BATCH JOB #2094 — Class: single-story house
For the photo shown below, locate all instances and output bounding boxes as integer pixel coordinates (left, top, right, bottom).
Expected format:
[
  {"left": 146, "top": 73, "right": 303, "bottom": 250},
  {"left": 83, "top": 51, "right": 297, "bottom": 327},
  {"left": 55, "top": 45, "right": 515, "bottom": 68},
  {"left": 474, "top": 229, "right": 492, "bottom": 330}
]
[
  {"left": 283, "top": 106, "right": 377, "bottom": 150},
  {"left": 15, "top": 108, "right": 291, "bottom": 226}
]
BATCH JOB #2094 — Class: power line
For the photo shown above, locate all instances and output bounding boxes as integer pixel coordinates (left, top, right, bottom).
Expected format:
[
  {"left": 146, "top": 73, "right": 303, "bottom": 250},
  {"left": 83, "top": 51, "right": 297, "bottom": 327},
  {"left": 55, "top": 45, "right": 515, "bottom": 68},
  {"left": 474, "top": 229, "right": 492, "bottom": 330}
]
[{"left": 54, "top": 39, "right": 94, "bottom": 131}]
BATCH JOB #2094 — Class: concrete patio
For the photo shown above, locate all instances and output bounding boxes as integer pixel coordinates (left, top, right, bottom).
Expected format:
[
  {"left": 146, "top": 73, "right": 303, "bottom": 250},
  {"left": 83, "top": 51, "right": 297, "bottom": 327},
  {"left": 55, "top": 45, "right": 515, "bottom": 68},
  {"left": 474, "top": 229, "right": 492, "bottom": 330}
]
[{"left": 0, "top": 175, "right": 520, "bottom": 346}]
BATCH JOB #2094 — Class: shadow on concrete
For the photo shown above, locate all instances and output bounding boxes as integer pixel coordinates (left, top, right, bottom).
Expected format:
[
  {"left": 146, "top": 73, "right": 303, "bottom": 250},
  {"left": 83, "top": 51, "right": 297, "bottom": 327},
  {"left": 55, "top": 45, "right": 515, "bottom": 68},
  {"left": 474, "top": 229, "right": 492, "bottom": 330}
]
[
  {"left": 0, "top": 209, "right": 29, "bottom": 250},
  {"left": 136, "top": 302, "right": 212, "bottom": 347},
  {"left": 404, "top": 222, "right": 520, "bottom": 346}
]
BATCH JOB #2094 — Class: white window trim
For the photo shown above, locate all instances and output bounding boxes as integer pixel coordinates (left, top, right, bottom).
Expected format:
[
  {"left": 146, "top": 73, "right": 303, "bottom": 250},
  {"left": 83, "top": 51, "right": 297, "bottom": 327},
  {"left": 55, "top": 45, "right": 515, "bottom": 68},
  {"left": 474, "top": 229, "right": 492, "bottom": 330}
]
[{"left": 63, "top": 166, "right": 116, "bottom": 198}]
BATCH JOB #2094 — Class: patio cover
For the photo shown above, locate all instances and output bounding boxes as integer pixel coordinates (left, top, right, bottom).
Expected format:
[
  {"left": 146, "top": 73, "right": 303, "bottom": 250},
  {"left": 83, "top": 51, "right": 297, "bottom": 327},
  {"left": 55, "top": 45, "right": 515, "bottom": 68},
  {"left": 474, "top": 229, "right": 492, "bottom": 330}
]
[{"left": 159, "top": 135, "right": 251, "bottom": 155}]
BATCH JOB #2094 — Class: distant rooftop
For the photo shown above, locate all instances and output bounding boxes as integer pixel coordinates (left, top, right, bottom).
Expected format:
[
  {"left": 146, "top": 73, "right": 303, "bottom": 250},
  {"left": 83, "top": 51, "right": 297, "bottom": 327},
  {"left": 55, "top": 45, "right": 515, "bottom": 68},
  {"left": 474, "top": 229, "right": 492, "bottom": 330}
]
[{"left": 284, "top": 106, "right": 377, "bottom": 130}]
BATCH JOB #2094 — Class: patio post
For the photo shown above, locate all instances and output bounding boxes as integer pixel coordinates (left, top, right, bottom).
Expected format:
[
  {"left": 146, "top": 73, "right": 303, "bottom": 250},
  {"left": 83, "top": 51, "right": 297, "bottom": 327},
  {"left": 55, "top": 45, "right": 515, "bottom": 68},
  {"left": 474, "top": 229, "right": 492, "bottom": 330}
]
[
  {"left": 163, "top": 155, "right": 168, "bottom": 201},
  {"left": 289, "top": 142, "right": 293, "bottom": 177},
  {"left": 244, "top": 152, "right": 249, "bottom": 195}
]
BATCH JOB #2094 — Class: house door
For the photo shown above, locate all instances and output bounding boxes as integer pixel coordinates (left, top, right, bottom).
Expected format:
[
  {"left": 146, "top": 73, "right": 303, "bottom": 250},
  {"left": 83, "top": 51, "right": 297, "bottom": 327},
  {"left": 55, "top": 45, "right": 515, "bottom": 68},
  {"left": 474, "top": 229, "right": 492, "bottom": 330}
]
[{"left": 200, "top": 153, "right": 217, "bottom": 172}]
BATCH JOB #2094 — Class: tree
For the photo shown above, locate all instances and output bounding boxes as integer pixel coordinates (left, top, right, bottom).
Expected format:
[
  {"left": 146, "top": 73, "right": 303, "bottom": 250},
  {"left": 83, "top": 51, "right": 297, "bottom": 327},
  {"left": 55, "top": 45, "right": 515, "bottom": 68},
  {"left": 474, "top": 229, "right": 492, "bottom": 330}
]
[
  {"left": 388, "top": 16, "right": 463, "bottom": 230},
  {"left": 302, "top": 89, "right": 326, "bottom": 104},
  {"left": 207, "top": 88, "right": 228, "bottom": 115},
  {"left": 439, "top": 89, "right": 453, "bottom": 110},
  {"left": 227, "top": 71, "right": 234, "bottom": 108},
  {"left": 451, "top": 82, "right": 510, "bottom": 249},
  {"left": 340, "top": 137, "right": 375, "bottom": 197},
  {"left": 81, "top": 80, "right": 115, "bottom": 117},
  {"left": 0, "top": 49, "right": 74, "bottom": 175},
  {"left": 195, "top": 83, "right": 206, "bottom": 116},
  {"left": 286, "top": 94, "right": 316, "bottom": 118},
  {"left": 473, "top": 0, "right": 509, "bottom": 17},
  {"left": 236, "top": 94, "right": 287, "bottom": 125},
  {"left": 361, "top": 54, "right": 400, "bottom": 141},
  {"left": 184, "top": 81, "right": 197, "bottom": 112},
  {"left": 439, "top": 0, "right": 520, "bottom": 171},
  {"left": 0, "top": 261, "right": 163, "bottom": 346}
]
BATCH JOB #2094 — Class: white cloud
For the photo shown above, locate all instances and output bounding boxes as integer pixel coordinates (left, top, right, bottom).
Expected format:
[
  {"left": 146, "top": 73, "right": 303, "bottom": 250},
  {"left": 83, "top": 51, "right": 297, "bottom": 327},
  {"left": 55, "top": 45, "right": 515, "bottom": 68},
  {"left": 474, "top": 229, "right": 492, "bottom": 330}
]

TASK PROMPT: Please copy the material starting at the line that contains "BATCH JOB #2094 — Class: white cloud" and ending at its last line, swapping "Expected format" for "Required format" and leaving everything else unchanged.

FULL RESPONSE:
BATCH JOB #2094 — Class: white cloud
For the photo shown above, locate all instances and output bounding boxes as integer pixel coordinates (left, top, right, bottom).
Required format:
[
  {"left": 146, "top": 73, "right": 303, "bottom": 250},
  {"left": 83, "top": 51, "right": 297, "bottom": 327},
  {"left": 55, "top": 45, "right": 515, "bottom": 68},
  {"left": 474, "top": 229, "right": 492, "bottom": 330}
]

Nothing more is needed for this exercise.